Texto do documento:
========================

Barbárie no Rio
[Programa conduzido por Sylvia Debossan Moretzsohn]
Todos nós vimos as cenas chocantes da mulher pendurada do lado de fora de um
camburão da PM, sendo arrastada pela rua.
Cláudia Silva Ferreira tinha 38 anos e quatro filhos, mas cuidava também de quatro
sobrinhos. Era servente em um hospital, morava numa favela no subúrbio carioca de
Madureira. Na manhã de domingo, saiu de casa com seis reais para comprar pão. Levou
dois tiros, quando policiais iniciaram uma operação no morro. Talvez já estivesse morta
quando foi jogada como um saco de batatas na caçamba do camburão. Foi enterrada
nesta terça-feira, num clima de forte emoção e revolta.
Moradores dizem que a polícia chegou ao morro atirando. O viúvo de Cláudia diz que
os policiais atingiram a mulher de propósito: teria sido uma execução. A polícia diz que
foi recebida a tiros e revidou. “Reagiu à injusta agressão”, como reza o manual.
É claro que importa saber o que aconteceu exatamente, e talvez esse caso seja
devidamente apurado porque ganhou repercussão internacional. Mas a pergunta
essencial é outra: por que a polícia continua a fazer “operações” em favelas, sabendo
que isso põe em risco a vida dos moradores?
Talvez porque a vida desses moradores não valha nada, a ponto de poderem ser jogados
como um saco de batatas na caçamba de um camburão.
Operações policiais em favelas costumam ser noticiadas de maneira rotineira.
Costumam produzir mortes, mas os mortos não comovem: são sempre traficantes ou
suspeitos. É o que a polícia afirma, e é essa a história que fica valendo.

========================

Verifique a compreensão:
(a) Reproduza, do texto sobre a morte de Cláudia Silva Ferreira, o trecho que começa nas palavras "É claro que" e termina em "que fica valendo.".
(b) Segundo o texto sobre a morte de Cláudia Silva Ferreira, com quanto dinheiro ela saiu de casa na manhã de domingo?

========================

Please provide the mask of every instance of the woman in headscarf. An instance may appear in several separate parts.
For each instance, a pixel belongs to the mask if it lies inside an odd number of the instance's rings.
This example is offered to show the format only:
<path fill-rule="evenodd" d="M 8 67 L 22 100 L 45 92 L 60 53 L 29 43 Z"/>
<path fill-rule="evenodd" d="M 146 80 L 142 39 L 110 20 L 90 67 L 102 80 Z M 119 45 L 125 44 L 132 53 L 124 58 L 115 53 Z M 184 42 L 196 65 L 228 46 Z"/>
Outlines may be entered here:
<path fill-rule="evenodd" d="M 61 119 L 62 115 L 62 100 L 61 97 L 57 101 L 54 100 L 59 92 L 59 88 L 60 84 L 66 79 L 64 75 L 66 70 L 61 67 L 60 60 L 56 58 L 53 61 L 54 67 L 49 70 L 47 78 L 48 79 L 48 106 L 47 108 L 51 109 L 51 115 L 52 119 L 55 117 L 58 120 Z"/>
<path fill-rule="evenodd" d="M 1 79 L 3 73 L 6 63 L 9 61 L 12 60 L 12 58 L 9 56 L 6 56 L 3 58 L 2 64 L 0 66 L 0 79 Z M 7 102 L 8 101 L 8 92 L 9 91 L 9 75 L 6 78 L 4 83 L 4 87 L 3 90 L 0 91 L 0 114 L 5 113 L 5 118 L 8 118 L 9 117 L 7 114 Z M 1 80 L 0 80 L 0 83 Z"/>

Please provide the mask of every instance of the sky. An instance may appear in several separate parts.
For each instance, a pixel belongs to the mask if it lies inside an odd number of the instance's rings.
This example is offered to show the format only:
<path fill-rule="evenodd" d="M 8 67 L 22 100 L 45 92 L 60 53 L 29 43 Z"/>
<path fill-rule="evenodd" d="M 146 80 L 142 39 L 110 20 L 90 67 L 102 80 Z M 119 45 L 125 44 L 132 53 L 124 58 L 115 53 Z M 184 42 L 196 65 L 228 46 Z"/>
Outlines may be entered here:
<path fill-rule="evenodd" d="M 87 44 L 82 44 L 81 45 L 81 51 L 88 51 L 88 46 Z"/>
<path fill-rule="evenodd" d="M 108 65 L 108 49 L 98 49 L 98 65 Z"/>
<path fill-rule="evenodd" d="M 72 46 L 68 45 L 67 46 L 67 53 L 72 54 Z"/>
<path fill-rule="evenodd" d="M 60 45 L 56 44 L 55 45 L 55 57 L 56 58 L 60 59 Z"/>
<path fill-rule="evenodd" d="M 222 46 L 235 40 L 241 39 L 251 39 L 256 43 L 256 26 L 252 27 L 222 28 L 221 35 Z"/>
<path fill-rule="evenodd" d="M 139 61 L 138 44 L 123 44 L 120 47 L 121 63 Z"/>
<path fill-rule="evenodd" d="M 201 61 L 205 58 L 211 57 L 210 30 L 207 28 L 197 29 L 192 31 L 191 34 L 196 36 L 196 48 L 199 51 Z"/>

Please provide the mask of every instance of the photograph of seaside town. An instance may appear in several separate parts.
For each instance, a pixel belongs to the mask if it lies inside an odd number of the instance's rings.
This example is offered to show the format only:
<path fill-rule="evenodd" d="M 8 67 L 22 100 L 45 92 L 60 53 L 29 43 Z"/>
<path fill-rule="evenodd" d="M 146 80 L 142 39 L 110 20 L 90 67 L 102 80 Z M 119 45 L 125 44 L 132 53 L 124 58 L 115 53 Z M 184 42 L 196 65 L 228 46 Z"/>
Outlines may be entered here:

========================

Respostas em ordem:
(a)
É claro que importa saber o que aconteceu exatamente, e talvez esse caso seja
devidamente apurado porque ganhou repercussão internacional. Mas a pergunta
essencial é outra: por que a polícia continua a fazer “operações” em favelas, sabendo
que isso põe em risco a vida dos moradores?
Talvez porque a vida desses moradores não valha nada, a ponto de poderem ser jogados
como um saco de batatas na caçamba de um camburão.
Operações policiais em favelas costumam ser noticiadas de maneira rotineira.
Costumam produzir mortes, mas os mortos não comovem: são sempre traficantes ou
suspeitos. É o que a polícia afirma, e é essa a história que fica valendo.

(b) Seis reais, para comprar pão.